# [Objective]
Extract each row below that contains the string "bokeh", matching case exactly.
— begin Rows —
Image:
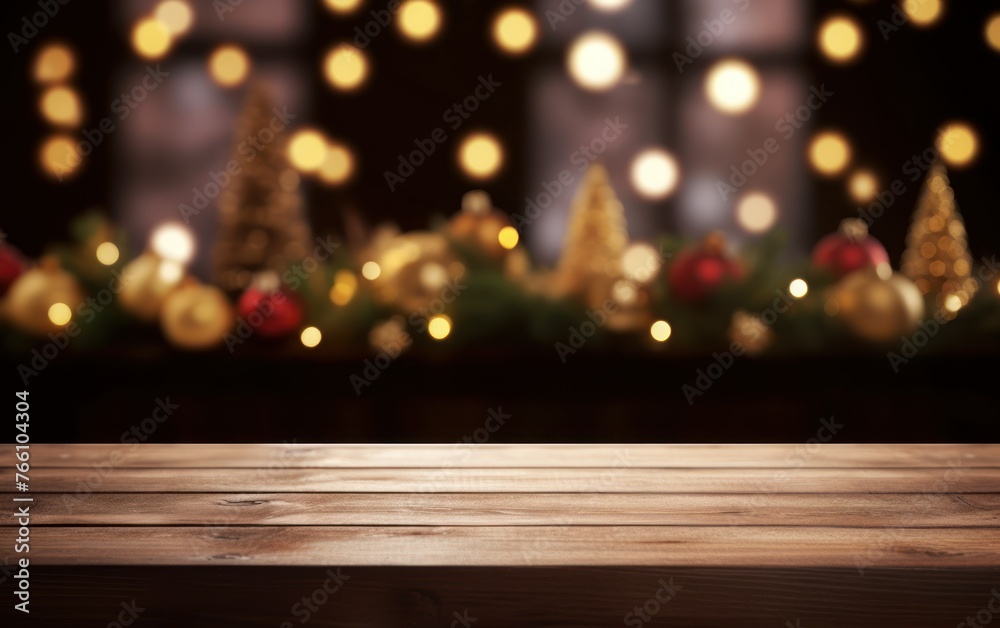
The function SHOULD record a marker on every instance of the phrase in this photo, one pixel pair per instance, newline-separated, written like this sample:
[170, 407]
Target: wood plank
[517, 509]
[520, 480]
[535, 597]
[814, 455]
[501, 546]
— end Rows —
— begin Rows —
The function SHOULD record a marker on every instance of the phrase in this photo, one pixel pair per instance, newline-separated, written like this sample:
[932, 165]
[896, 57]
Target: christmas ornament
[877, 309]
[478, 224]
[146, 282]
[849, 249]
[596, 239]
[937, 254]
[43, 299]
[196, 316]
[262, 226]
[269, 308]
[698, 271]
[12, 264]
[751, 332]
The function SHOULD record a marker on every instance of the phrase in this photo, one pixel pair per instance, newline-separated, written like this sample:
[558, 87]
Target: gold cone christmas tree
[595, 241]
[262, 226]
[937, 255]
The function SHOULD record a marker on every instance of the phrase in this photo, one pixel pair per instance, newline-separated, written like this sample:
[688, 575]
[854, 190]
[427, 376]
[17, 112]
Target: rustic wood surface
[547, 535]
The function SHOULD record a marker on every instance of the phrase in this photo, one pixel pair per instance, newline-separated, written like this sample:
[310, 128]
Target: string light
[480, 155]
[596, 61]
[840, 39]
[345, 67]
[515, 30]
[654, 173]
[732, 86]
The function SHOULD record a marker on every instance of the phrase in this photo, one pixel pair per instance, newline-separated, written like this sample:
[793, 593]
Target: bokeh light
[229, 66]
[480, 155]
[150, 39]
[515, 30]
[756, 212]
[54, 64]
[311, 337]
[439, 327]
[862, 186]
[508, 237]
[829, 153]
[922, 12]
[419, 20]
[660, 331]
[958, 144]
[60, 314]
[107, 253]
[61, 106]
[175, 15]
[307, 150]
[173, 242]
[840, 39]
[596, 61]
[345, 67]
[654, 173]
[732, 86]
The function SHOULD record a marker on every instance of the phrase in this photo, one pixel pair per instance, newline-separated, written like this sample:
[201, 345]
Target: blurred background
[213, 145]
— end Rows —
— begin Rows —
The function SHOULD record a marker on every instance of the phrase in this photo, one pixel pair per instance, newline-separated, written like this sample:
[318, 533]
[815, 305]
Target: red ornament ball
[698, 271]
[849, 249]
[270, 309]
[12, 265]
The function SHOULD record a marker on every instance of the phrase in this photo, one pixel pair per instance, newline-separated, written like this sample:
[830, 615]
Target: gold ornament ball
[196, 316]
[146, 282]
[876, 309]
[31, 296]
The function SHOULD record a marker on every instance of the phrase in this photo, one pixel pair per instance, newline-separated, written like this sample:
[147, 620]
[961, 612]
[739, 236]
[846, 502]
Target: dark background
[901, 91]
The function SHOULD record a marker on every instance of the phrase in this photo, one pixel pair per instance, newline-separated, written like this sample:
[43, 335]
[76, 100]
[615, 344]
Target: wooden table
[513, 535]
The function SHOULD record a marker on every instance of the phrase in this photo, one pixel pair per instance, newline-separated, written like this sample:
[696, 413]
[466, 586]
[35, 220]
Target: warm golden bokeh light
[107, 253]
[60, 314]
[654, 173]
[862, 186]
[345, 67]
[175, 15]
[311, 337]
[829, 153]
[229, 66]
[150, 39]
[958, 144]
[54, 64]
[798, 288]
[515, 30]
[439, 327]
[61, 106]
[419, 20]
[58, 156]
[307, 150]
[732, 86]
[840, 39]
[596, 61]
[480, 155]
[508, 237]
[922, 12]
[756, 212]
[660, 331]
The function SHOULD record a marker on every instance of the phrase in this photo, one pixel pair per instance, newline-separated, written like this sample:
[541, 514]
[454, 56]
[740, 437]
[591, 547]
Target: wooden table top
— end Rows —
# [Full output]
Target: bokeh light
Target: warm golden bokeh light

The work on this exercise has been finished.